[阅读摘录]
可以看到这是ResNet的思想，这里就不赘述了，因为pm定义元素均为256，所以均输出通道数为256的特征，论文讲设置通道数都为256的目的在于减小计算复杂性：

In order to reduce the computational complexity, the filters of all convolutions are set to 256.

之后就进入到score branch和offset branch，这里要明白角点矩形的意义，这里放一张4.1.1 Label Generation的图，还是很清晰明了的：

因为每个位置需要预测4种类型的box，即左上角等，因此需要在score branch和offset branch上乘4：

So in our case, a default box should output classification scores and offsets for 4 candidate boxes corresponding to the 4 types of corner points.

k的定义在mbox里：

mbox = {
    '512': [6, 4, 4, 4, 4, 4, 4],
}

首先通过multibox()得到角点校测的网络：

base_net, extras_submodels, head = multibox(vgg(base[str(size)], 3), add_extras(extras[str(size)], 1024), mbox['512'], 2)

函数为multibox()：

def multibox(vgg, extra_layers, cfg, num_classes):
    loc_layers = []
    conf_layers = []
    for k in range(7):
        loc_layers += [nn.Conv2d(256, cfg[k] * 4 * 4, kernel_size=3, padding=1)]
        conf_layers += [nn.Conv2d(256, cfg[k] * num_classes*4, kernel_size=3, padding=1)]
        
    return vgg, extra_layers, (loc_layers, conf_layers)

感觉vgg和extra_layers就走了一个过场，注意这两个branch的输入通道数都是256。

之后就可以得到预测的值了：

# apply multibox head to source layers
for (x, l, c) in zip(pm_feats, self.loc, self.conf):
    loc.append(l(x).permute(0, 2, 3, 1).contiguous())
    conf.append(c(x).permute(0, 2, 3, 1).contiguous())
            
loc = torch.cat([o.view(o.size(0), -1) for o in loc], 1)
conf = torch.cat([o.view(o.size(0), -1) for o in conf], 1)

输出的时候需要转换维度：

loc.view(loc.size(0), -1, 4, 4),
conf.view(conf.size(0), -1, 4, self.num_classes),

注意self.num_classes为2，这里2指的是角点是否存在该位置，即其中一个类别表示背景，如果背景的概率比文字的概率就表明角点不存在于该位置：

Here, 2 for "score" branch means whether a corner point exists in this position.

有了位置，论文还给了各个框的典型大小：

这个定义在data/config.py：

'scales': [[4, 6, 8, 10, 12, 16], [20, 24, 28, 32], [36, 40, 44, 48], [56, 64, 72, 80], [88, 96, 104, 112], [124, 136, 148, 160], [184, 208, 232, 256]],

用于对不同层生成不同大小的box。

代码为：

self.priorbox = PriorBox(cfg)
self.priors = Variable(self.priorbox.forward(), volatile=True)

[数据摘录]
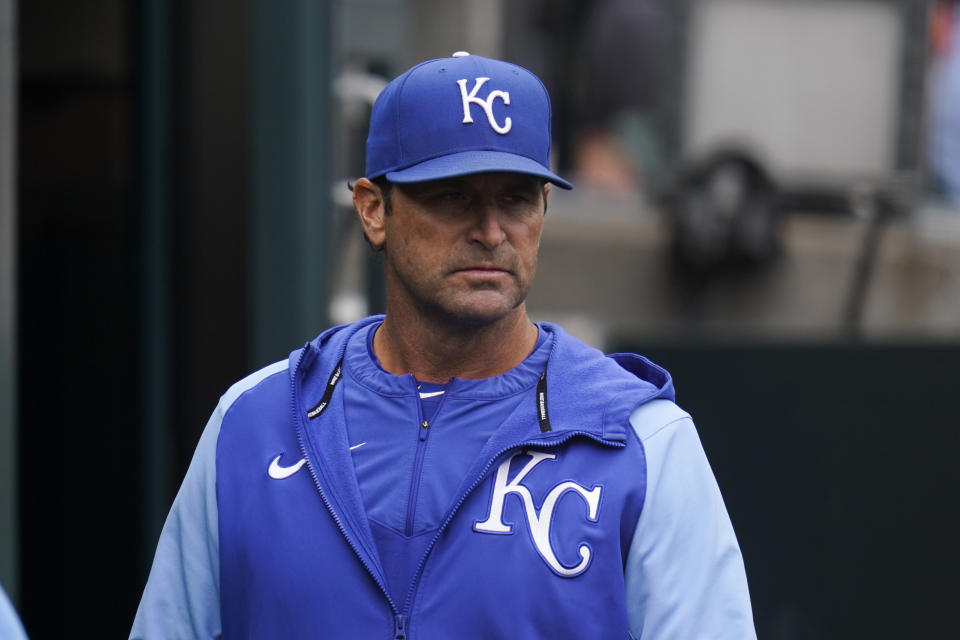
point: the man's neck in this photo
(436, 351)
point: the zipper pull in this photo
(400, 627)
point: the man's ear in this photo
(368, 200)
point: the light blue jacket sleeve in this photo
(10, 627)
(182, 596)
(685, 575)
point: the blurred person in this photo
(945, 118)
(450, 469)
(10, 627)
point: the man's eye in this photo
(517, 198)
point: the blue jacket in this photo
(564, 525)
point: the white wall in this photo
(812, 84)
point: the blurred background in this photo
(767, 203)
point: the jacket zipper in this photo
(424, 432)
(295, 395)
(400, 627)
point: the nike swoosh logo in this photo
(279, 473)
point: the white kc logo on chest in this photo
(539, 523)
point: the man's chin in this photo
(482, 310)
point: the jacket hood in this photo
(587, 391)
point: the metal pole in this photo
(292, 207)
(154, 194)
(9, 520)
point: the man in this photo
(450, 469)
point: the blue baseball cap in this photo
(461, 115)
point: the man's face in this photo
(464, 249)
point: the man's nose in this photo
(487, 229)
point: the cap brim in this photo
(469, 162)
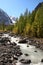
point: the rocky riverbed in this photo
(17, 51)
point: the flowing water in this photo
(35, 57)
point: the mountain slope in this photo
(4, 18)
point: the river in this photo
(35, 57)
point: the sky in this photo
(16, 7)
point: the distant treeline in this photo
(29, 24)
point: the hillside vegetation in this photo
(30, 24)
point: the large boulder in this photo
(25, 61)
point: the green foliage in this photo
(31, 24)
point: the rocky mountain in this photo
(4, 18)
(13, 19)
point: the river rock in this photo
(25, 61)
(23, 41)
(26, 54)
(41, 60)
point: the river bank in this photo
(14, 53)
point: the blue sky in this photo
(16, 7)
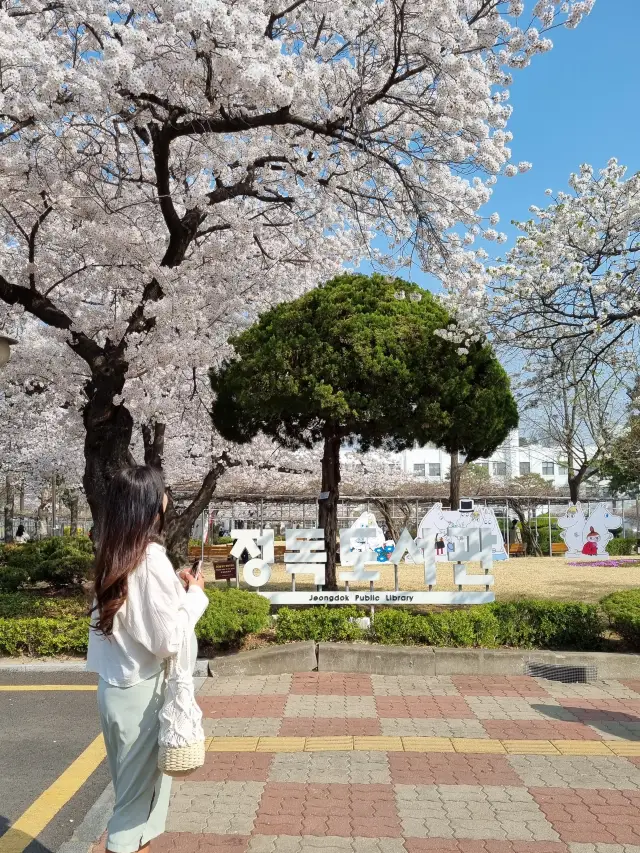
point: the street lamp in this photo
(5, 349)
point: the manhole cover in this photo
(561, 672)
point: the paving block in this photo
(386, 744)
(280, 744)
(427, 744)
(582, 747)
(529, 747)
(479, 746)
(232, 744)
(323, 744)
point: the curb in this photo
(6, 665)
(275, 660)
(90, 830)
(415, 660)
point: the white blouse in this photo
(150, 625)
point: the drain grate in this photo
(560, 672)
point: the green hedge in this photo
(623, 611)
(319, 624)
(522, 624)
(43, 637)
(231, 615)
(622, 547)
(59, 561)
(39, 626)
(21, 605)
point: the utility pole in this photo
(53, 504)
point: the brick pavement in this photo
(344, 763)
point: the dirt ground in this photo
(523, 577)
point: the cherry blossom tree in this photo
(571, 284)
(168, 171)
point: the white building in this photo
(512, 459)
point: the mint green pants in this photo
(129, 717)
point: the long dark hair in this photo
(133, 515)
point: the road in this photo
(42, 733)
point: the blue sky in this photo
(580, 103)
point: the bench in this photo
(222, 552)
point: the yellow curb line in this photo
(31, 822)
(30, 688)
(379, 743)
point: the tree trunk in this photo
(178, 525)
(109, 429)
(73, 511)
(328, 507)
(455, 473)
(9, 506)
(529, 538)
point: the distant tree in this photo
(357, 360)
(622, 465)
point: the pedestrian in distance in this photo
(142, 613)
(21, 535)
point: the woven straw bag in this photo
(181, 737)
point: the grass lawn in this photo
(523, 577)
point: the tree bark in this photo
(529, 538)
(328, 507)
(455, 474)
(73, 512)
(109, 429)
(178, 525)
(9, 506)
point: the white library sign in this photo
(305, 556)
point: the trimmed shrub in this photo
(319, 624)
(231, 615)
(22, 605)
(623, 611)
(43, 637)
(538, 624)
(458, 628)
(524, 624)
(622, 547)
(58, 561)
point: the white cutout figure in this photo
(571, 526)
(305, 554)
(366, 542)
(418, 550)
(261, 557)
(472, 545)
(358, 559)
(440, 520)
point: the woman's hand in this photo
(186, 576)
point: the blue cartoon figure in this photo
(384, 552)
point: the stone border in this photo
(377, 659)
(413, 660)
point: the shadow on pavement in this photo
(19, 840)
(619, 723)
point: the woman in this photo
(21, 535)
(141, 614)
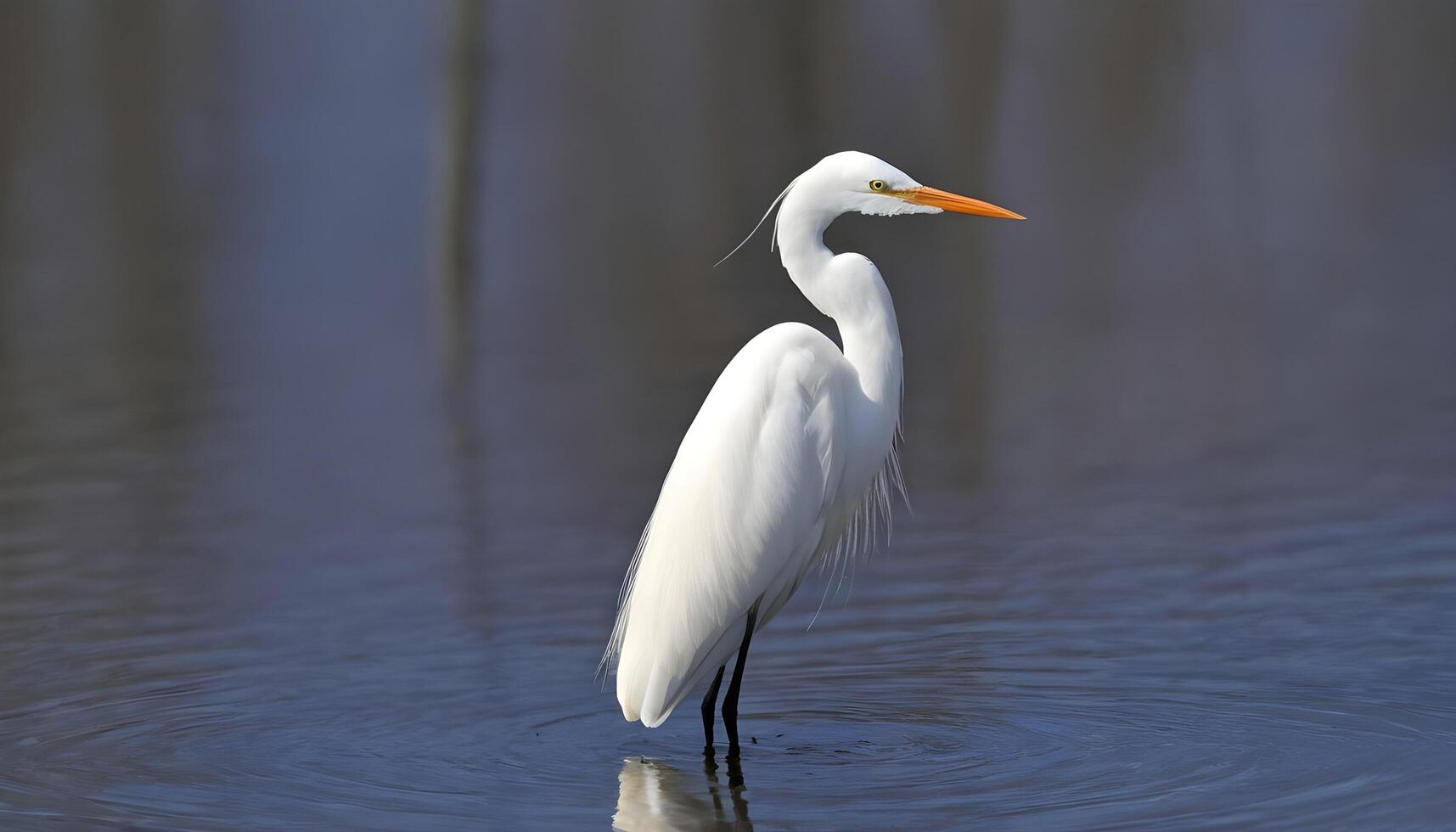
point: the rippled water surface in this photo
(338, 374)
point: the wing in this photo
(740, 516)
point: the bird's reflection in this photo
(653, 795)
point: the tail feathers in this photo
(651, 687)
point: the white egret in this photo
(792, 447)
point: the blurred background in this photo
(342, 349)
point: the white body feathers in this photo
(792, 443)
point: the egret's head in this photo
(853, 181)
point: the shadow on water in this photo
(342, 350)
(654, 795)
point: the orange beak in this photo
(955, 203)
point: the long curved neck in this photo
(852, 293)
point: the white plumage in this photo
(792, 443)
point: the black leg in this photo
(708, 713)
(731, 700)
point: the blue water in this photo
(309, 522)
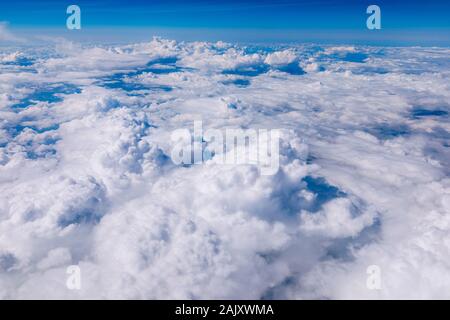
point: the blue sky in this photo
(414, 22)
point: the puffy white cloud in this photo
(86, 178)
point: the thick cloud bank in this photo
(86, 177)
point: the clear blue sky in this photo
(414, 21)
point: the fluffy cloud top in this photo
(86, 178)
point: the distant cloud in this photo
(6, 35)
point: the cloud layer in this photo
(86, 178)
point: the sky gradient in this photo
(403, 22)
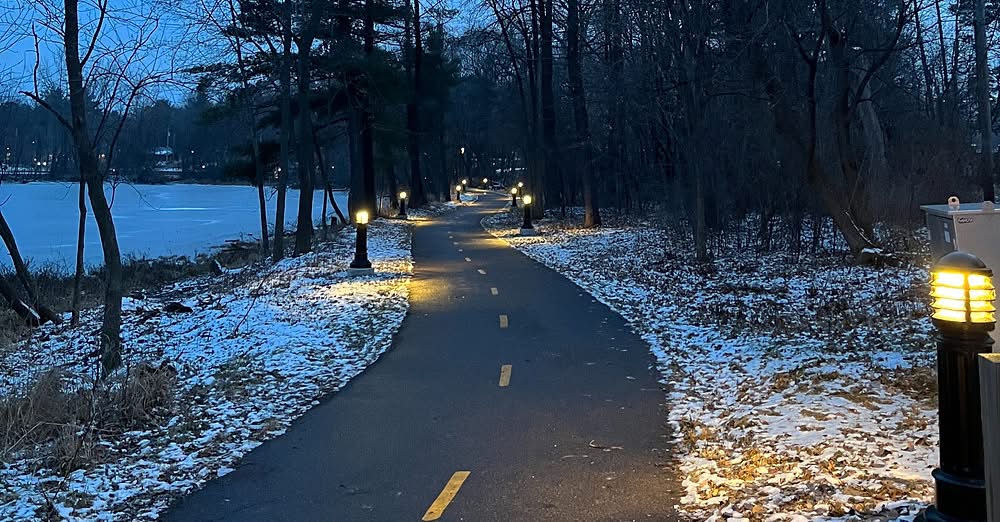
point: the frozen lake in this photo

[任务列表]
1. 请原样照抄阅读摘录中的一段文字，从含有“return vgg, extra_layers, (loc_layers, conf_layers)”的文字开始，到“in conf], 1)”结束。
2. 根据阅读摘录，score branch 和 offset branch 的输出为什么要乘以4？请用一到三句话说明。

[练习答案]
1.
return vgg, extra_layers, (loc_layers, conf_layers)

感觉vgg和extra_layers就走了一个过场，注意这两个branch的输入通道数都是256。

之后就可以得到预测的值了：

# apply multibox head to source layers
for (x, l, c) in zip(pm_feats, self.loc, self.conf):
    loc.append(l(x).permute(0, 2, 3, 1).contiguous())
    conf.append(c(x).permute(0, 2, 3, 1).contiguous())
            
loc = torch.cat([o.view(o.size(0), -1) for o in loc], 1)
conf = torch.cat([o.view(o.size(0), -1) for o in conf], 1)

2. 因为每个位置需要预测4种类型的框，即左上角等4种角点各对应一种候选框。所以 score branch 和 offset branch 上都要乘以4。